Could you reproduce all of the records below word for word, leaving the pictures out?
++++ Data lines ++++
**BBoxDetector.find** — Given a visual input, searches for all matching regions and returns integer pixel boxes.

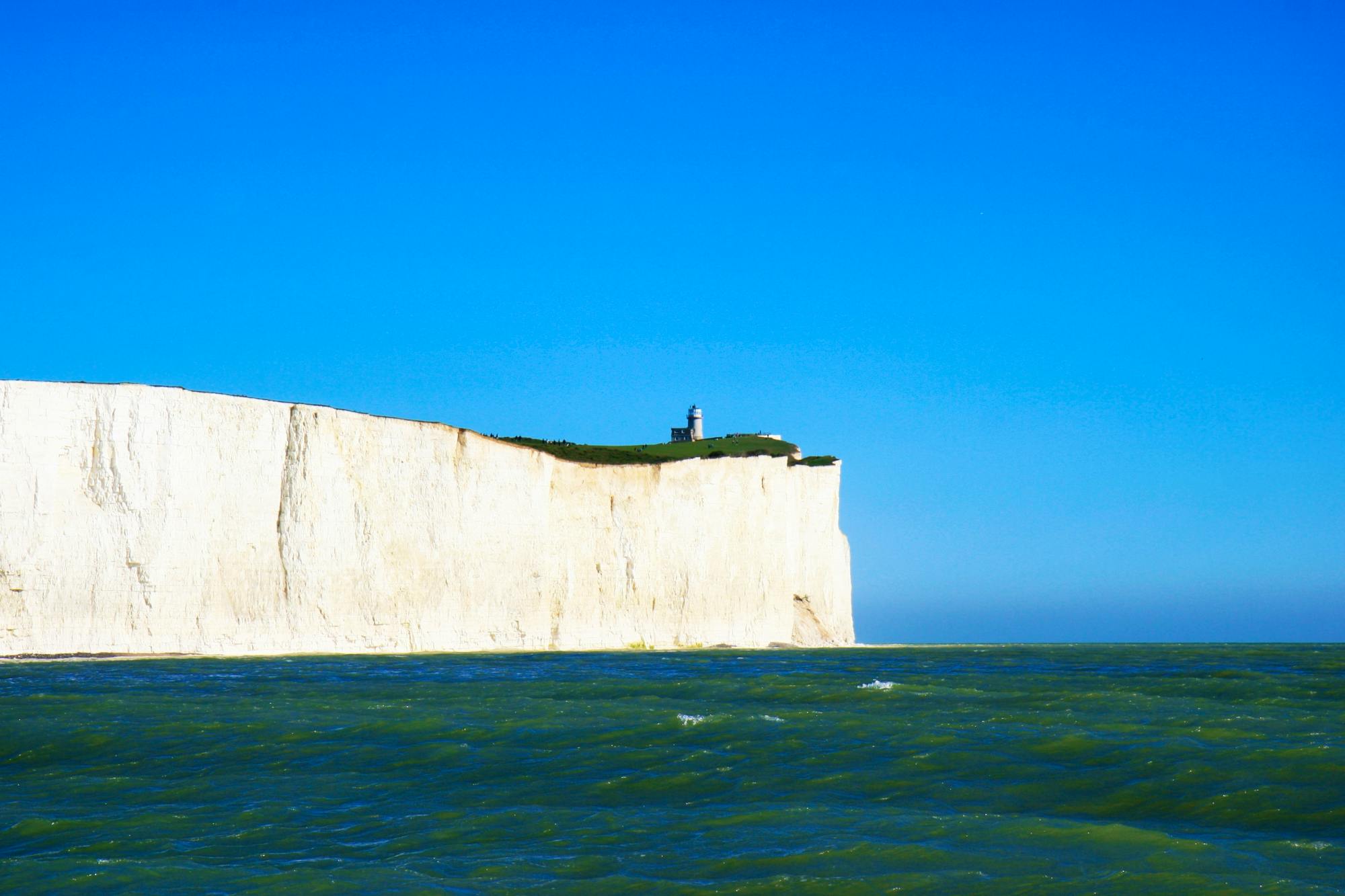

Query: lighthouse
[686,405,705,441]
[672,405,705,441]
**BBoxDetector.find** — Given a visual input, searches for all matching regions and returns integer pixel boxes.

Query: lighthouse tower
[686,405,705,441]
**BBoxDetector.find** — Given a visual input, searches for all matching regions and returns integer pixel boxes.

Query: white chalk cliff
[0,382,854,655]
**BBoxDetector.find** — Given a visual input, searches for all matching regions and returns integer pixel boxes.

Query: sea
[0,645,1345,896]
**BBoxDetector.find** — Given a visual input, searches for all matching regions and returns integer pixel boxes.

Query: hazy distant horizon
[0,3,1345,643]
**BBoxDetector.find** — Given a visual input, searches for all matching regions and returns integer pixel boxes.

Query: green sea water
[0,646,1345,895]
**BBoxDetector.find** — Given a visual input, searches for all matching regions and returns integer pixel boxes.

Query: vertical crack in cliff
[276,405,300,607]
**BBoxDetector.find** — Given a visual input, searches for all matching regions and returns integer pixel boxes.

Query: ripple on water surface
[0,646,1345,893]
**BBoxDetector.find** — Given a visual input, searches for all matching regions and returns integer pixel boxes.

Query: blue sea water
[0,645,1345,895]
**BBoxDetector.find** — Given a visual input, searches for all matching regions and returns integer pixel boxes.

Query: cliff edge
[0,380,854,655]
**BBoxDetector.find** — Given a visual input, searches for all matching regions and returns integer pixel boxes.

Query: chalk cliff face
[0,382,854,655]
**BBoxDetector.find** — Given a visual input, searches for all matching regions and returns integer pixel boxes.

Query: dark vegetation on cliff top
[500,436,835,467]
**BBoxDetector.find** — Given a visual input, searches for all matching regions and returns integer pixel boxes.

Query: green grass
[500,436,818,467]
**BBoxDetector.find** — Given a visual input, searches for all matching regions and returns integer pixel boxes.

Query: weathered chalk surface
[0,382,854,655]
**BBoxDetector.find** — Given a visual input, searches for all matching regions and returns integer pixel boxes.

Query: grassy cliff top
[500,436,835,467]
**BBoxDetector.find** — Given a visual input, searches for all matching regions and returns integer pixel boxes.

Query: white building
[672,405,705,441]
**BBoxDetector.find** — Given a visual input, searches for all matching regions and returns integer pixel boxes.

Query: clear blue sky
[0,0,1345,642]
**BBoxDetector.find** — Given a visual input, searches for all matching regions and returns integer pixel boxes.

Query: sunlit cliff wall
[0,382,854,655]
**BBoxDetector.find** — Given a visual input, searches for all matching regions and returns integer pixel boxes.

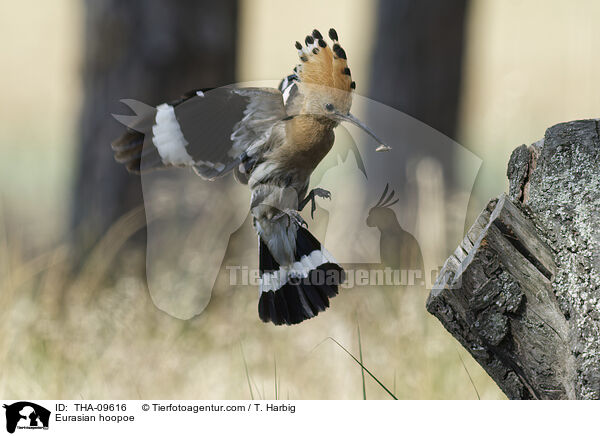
++++
* [Result of the task]
**BBoxDetector.find** — Given a visual input, searches for all matching regions and returns integer pixel boxes.


Query: lighthouse
[686,405,705,441]
[672,405,705,441]
**BBoxDetector.find** — Given a visual input, searches for all matching regions and returns integer pixel boxes.

Query: lighthouse tower
[686,405,705,441]
**BBoxDetector.find** — Given a visual input, searches for all matching regions and returns integer pixel boxes.

Query: white chalk cliff
[0,382,854,655]
**BBoxDetector.find** — Given a visual input, searches for all matching regions and returns integer pixel boxes.

Query: sea
[0,645,1345,896]
**BBoxDetector.find** — Given a visual input, searches for all matching regions and returns integer pixel boxes.

Query: hazy distant horizon
[0,3,1345,643]
**BBoxDetector.find** — Given a visual input, searches for all matching regions and returns integer pixel boxes.

Query: green sea water
[0,646,1345,895]
**BBoxDetector.find** — Given a visual input, searches for all matching regions and returns integer pixel boxes.

Query: vertical crack in cliff
[276,405,300,607]
**BBoxDetector.find** — Given a visual input, searches for all matching regions and returns integer pixel boxes.

Query: ripple on water surface
[0,646,1345,893]
**BBoxDetector.find** — Given a visual input, searches for all matching regions and returns integer pixel boxes.

Query: blue sea water
[0,645,1345,895]
**BBoxDetector.find** — Given a visual input, searches for all matching regions and returns integer pixel boxes.

Query: cliff edge
[0,380,854,655]
**BBoxDetector.find** — Given a visual input, searches for all matching regions and returns integer pixel boxes.

Query: chalk cliff face
[0,382,854,655]
**BBoxDetector.find** — Given a visual input, searches for all matching regions and returns integer pixel boxes.

Query: dark vegetation on cliff top
[500,436,835,467]
**BBoxDetector.find** — Given a visual input, searches for all matching regions and returns integer pixel boxes.

Query: green grass
[500,436,818,467]
**BBoxDetector.find** — Given a visual input, searches for all matching regions and returns integer pixel boxes.

Query: weathered chalk surface
[0,382,854,655]
**BBoxDetector.find** — Given a visual input, searches for all matching regions and returns integer pixel boxes.

Query: grassy cliff top
[500,436,835,467]
**BBoxDetector.find** — Given a visual input, searches for all matching regions and returns integer pixel boxes.

Query: white building
[672,405,705,441]
**BBoxDetector.find** — Given a visual input, searches for all matching regions and returns integer pixel boxes.

Query: clear blue sky
[0,0,1345,642]
**BBoxDetector.find** — Given a visual input, searches for all matching regions and returns integer pixel boxes.

Query: sunlit cliff wall
[0,382,854,655]
**BBoxDetector.find** — Given a visual input, searches for all matching regions and returns integer pixel boxes.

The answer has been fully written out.